**WRITTEN REQUEST**: List every geographical place named in the excerpt below.

**EXCERPT**:
** Start **

Much criticism, then and subsequently, was heaped upon Major General Ivor Philipps. A Pembrokeshire landowner, he had been an Army officer but had retired 10 years before the war and was Liberal MP for Southampton. He was hardly the obvious choice for command of the newly formed Welsh Division. However, he and his family were supporters of Lloyd George who had appealed for the creation of ‘a Welsh army in the field’ (19 Sept 1914) and whose influence had largely brought the Welsh Division into existence. Ivor Philipps’ return to the Army and his promotion were therefore extremely rapid. Of all thirty officers who were first appointed to command the Kitchener divisions, Philipps stands out as being very different. He was a serving MP and the others were not. They were nearly all Major Generals before the war started; he was not. Most had fought in the Sudan and South Africa; Philipps had not. Although he had served in India, he was not there when Lord Kitchener was in command of the Indian Army. Philipps was also financially independent, as he was chairman and a board member of a number of companies. The higher echelons of senior command structure of the army contained a band of officers who had earned their promotions through years of service. There can be little doubt that someone leapfrogging over the tried and tested system of seniority to such a high position would not have been looked upon with high regard. Furthermore, Philipps’ superiors may have felt undermined by having an officer with such a well-placed political patron who might challenge their authority, whether implied or otherwise. [9]

There had been a secret report:

38th Division 1115 SECRET. Training of the 38th Division – December 1915 and September 1916.

** End **

**DATA EXCERPT**:
** Start **

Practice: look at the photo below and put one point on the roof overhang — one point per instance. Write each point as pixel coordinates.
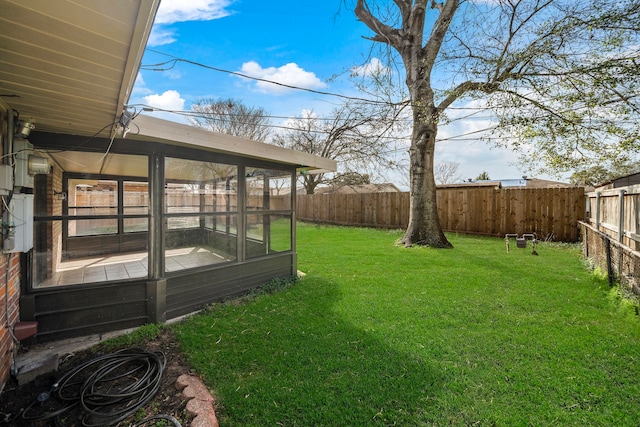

** End **

**WORKED SOLUTION**: Pembrokeshire, Southampton, the Sudan, South Africa, India